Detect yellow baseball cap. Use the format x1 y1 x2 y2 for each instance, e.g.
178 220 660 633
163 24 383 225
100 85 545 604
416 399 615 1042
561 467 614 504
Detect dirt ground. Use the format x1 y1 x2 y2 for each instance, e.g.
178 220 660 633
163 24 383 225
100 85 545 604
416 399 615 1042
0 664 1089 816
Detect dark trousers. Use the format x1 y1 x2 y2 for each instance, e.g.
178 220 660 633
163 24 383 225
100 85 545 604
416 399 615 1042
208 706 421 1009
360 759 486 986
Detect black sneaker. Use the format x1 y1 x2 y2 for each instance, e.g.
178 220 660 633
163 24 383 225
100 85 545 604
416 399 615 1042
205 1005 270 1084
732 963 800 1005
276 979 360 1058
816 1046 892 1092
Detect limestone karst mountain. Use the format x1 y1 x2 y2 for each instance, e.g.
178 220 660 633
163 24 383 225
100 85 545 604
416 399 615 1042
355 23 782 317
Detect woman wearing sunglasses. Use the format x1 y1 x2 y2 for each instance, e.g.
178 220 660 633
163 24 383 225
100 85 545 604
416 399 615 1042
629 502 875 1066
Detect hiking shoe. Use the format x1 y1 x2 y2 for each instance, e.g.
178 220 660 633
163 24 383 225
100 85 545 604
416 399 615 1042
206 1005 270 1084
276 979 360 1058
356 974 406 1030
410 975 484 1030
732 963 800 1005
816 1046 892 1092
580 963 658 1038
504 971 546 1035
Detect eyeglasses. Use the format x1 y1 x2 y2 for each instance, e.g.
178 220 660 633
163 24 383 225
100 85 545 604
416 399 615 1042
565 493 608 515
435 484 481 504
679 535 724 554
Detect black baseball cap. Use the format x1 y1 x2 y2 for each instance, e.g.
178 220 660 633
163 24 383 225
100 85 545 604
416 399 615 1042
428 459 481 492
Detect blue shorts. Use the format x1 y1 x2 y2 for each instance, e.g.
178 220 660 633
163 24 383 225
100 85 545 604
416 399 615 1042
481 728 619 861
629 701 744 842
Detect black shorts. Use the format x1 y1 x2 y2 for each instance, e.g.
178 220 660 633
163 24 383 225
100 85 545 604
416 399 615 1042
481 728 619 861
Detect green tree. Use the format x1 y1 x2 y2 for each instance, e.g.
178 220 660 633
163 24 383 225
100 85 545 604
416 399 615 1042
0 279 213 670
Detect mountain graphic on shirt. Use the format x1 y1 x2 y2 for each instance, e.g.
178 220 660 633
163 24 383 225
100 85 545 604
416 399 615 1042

****************************************

YOUR OBJECTIVE: Turn the stretch from the start of the data through the line containing "360 759 486 986" into a numbered list, omitting any blank lines.

SOLUTION:
1. Detect yellow baseball cap. Use the format x1 y1 x2 y2 for each instance, e.g.
2. 178 220 660 633
3. 163 24 383 225
4. 100 85 545 604
5. 416 399 615 1042
6. 561 467 614 504
7. Detect dirt ground. Use the format x1 y1 x2 y2 for each instance, e.g.
8. 178 220 660 633
9. 163 24 383 225
10. 100 85 545 604
11. 416 399 615 1042
12. 0 664 1089 816
13. Detect dark trousers. Use the format x1 y1 x2 y2 for each instance, e.g.
14. 178 220 660 633
15. 163 24 383 225
16. 100 85 545 604
17. 416 399 615 1042
18. 208 706 421 1009
19. 360 759 486 986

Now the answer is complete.